§ **Work request 1**
In the Garden Party review, from which country was the live improvised duet streamed?
§ **Work request 2**
Write the next part of the Garden Party review, starting after its final sentence.

June 13, online performance by Mile Zero Dance.
On Saturday, June 13, online audiences experienced a new form of virtual performance, curated and presented by Edmonton’s Mile Zero Dance. Garden Party featured eight dance performances from around the world. Seven of these presentations were pre-recorded dancefilms, with one live improvised duet streamed from Japan. The event included several fundraising perks including the sale of a still life painting done by Jennie Vegt during the two-hour show.
Garden Party brought together dance artists from around the globe, each with a different approach to structure, tone and sentiment in their work. As a viewer, I found myself attracted to the variety of expressions and particularly enjoyed the performances that brought light and levity to our communal experience. Live musical interludes wove a kind of magic through the event as Wendy McNeill shared her accordionist chops and her lilting voice from within an exquisite garden space in Spain. The host, Piet Defraeye, tied the performances together with introductions and the occasional reference to botany and home gardening.
Louise Moyes performed the most entertaining “lockdown” solo from within her home and garden. Her film invites the audience to reflect on the strange ways we’ve been making use of our time during the pandemic. She says, at one point, “I convinced myself [my] living room was a dance space,” and we watch as she moves carefully between coffee table legs and couch arms. The film shifts and we see a figure lying under a colourful cloth on a well-manicured lawn, cradling a rake to the sound of heavy metal music. In the next cut, she is alive, moving, raking in full force, adding flamboyant gestures of air guitar that take her spinning through the landscape. We are brought to life with her in this dance of pure abandon and childlike joy. The comments that came streaming in after this performance were testaments to how much we all must have needed this moment of whimsy.

§ **Dataset excerpts**
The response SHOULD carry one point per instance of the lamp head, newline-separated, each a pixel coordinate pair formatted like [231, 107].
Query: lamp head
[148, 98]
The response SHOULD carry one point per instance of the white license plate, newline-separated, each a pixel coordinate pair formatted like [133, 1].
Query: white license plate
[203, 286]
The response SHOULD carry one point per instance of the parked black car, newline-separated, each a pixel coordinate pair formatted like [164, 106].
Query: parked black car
---
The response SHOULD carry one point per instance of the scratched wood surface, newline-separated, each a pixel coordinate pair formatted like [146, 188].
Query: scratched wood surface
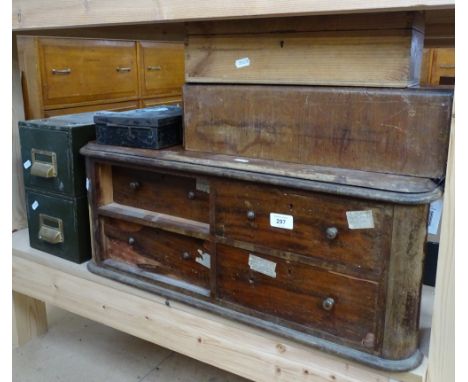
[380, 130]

§ **Task answer 1**
Japan

§ **Task answer 2**
The live improvised duet between Hideo Arai, dance artist, and Satoko Nakamura, voice performer — both based in Japan — explored the overlap of performance, technology and ancient landscape. Arai’s physical interactions with gravity reverberated viscerally through our screens as he performed on the steps of a Tokyo Shinto shrine. I could feel the fall and release of each footstep on the stairs. Nakamura’s dynamic voice modulations performed and looped overtop of Arai’s movements offered a compelling and focus-driving soundtrack to what could at times be a disorienting view from Arai’s camera. The uplifting piece came to life through the screen despite the great distance.
Edmonton-based Creeasian presented a revitalization of Indigenous culture with current technology and dynamic exchange. The multidisciplinary artist brought a whole new level of contemporary dance aesthetic to the event with a performance that combines Indigenous grass dancing and bboying set to the artist’s own beats. Presented in a sunny, lush green space, the performance was seamlessly edited to cut between the artist dancing in his traditional regalia and as a contemporary bboy. His vibrant energy flows easily from camera to screen. This performance, too, was an uplifting experience and brought the old and the new together in a contemporary format that could be appreciated across cultres.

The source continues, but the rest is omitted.